[Information — start]

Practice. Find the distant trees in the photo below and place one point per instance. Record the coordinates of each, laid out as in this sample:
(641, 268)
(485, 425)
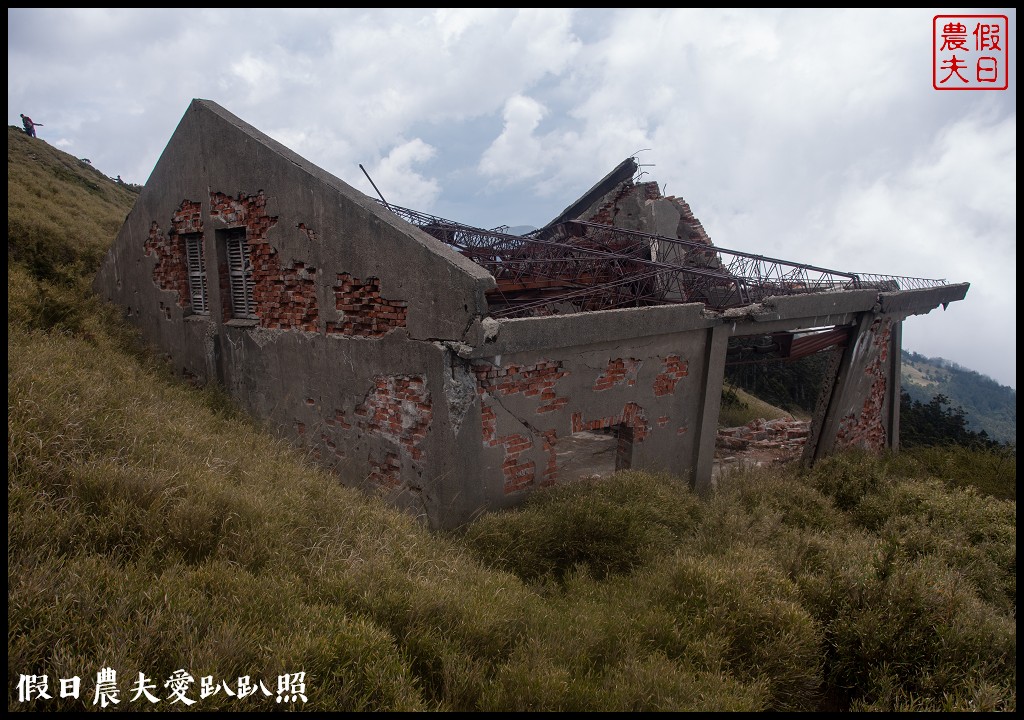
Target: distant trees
(937, 423)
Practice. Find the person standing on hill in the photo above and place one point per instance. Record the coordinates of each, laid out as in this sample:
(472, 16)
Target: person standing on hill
(30, 127)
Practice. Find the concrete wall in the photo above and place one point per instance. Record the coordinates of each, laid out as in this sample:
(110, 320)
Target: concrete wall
(371, 345)
(639, 373)
(343, 354)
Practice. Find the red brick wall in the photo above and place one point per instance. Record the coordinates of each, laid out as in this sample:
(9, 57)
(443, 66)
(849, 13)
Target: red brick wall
(285, 297)
(620, 370)
(675, 370)
(367, 313)
(398, 408)
(866, 428)
(633, 416)
(530, 380)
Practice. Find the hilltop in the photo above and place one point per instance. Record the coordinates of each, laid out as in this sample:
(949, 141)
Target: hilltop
(988, 406)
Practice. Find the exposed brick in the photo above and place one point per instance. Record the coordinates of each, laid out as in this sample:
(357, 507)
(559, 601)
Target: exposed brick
(397, 408)
(386, 473)
(365, 311)
(529, 380)
(285, 296)
(675, 370)
(866, 428)
(171, 271)
(620, 370)
(633, 416)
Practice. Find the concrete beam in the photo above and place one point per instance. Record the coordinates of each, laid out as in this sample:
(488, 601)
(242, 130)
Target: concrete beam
(915, 302)
(525, 334)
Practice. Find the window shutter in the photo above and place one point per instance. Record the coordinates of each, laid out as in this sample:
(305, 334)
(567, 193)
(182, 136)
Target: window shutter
(241, 273)
(196, 260)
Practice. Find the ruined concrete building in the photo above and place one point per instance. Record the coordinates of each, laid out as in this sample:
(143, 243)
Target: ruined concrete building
(455, 369)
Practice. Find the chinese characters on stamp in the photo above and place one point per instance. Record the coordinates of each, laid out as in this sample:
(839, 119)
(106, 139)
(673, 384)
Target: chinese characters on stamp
(970, 52)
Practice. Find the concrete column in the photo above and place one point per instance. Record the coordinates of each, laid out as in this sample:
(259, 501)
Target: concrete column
(711, 404)
(895, 385)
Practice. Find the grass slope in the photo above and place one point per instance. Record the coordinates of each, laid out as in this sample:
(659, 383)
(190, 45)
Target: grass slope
(153, 528)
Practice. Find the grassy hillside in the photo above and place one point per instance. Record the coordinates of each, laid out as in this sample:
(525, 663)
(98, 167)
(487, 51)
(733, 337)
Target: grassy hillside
(154, 530)
(987, 405)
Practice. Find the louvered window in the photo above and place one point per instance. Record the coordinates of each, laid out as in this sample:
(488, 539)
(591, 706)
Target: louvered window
(240, 272)
(196, 260)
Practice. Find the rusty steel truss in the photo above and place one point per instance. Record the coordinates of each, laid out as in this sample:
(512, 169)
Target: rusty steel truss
(577, 266)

[Information — finish]

An exact repetition of the listing is needed, with the pictures dropped.

Practice. Find the distant trees in the photo below and place one point per instance. Record the coordinates of each, laid out as in this sample:
(641, 268)
(485, 425)
Target: distant trees
(937, 423)
Practice. Find the person standing on hill in the photo above and place one point per instance. Record the coordinates of each, laid out as in this sample:
(472, 16)
Target: person standing on hill
(30, 127)
Practice. Find the concrete wall in the photo above and place one point per instance. Record the coordinates of each, laid out as in this sample:
(110, 320)
Target: concrete wall
(371, 345)
(639, 373)
(343, 354)
Practice. Find the red brick wall in the photo above and place one point per instance. Record the coordinates of each, laid out as in this sample:
(9, 57)
(443, 66)
(849, 13)
Target: red brick wall
(285, 297)
(620, 370)
(675, 370)
(367, 313)
(398, 408)
(866, 428)
(633, 416)
(530, 380)
Practice. Find the hilltop in the photo above and place one point per instance. Record the coordinates of each, laid out as in this sample:
(949, 141)
Target: hilltop
(988, 406)
Practice. Find the exposed brick in the photo above and place one point per instance. Record the coordinates of each, laid out as in this sample:
(357, 507)
(559, 601)
Target: exposed brick
(397, 408)
(386, 473)
(365, 311)
(529, 380)
(285, 296)
(675, 370)
(866, 428)
(171, 271)
(620, 370)
(633, 416)
Practice. Find the concrete beam in the photo above and place one point per instance. Record the coordinates of each, laid out as in this sample:
(488, 601)
(242, 130)
Target: concrete beam
(915, 302)
(525, 334)
Practice. Find the window shutter in the photo above and place one point per instance. Record the coordinates of each, laid out as in this sample:
(305, 334)
(567, 193)
(182, 136)
Target: window shutter
(241, 273)
(196, 260)
Practice. Find the ruined concrete building in the photo above and place one point per instance. Record the coordinates of each, laid out as in this sample:
(143, 243)
Target: ruined concrete building
(455, 369)
Practice. Find the chinese characters on stamp in the photo above and place one point per instance. Record the coordinates of each, laid out as in this sample:
(839, 119)
(106, 139)
(673, 384)
Target: chinese characters on stamp
(970, 52)
Practice. Find the concrete column in the photo above and place one point per instance. Record the coordinates of each, laid out as in this sample:
(259, 501)
Target: concrete column
(711, 404)
(895, 385)
Practice. Find the grass slope in the photo above and place one point per instance. Record the coordinates of each, laid out as in this sample:
(659, 383)
(190, 45)
Target: grass slope
(153, 528)
Practice. Find the grassy hillside in the photo above and place one point per instance. Record the coordinates of each, laid out as in this sample:
(525, 663)
(98, 167)
(487, 51)
(733, 337)
Target: grassy hillside
(154, 530)
(987, 405)
Practice. Find the louvered window in the photo above and place one point per instance. Record the coordinates of each, laid out as in this sample:
(488, 539)
(591, 706)
Target: louvered window
(240, 272)
(196, 260)
Practice. Find the rusty steel truss in the photo above and place one point per instance. Record the coordinates of each, laid out as in this sample:
(512, 169)
Target: rusty steel truss
(577, 266)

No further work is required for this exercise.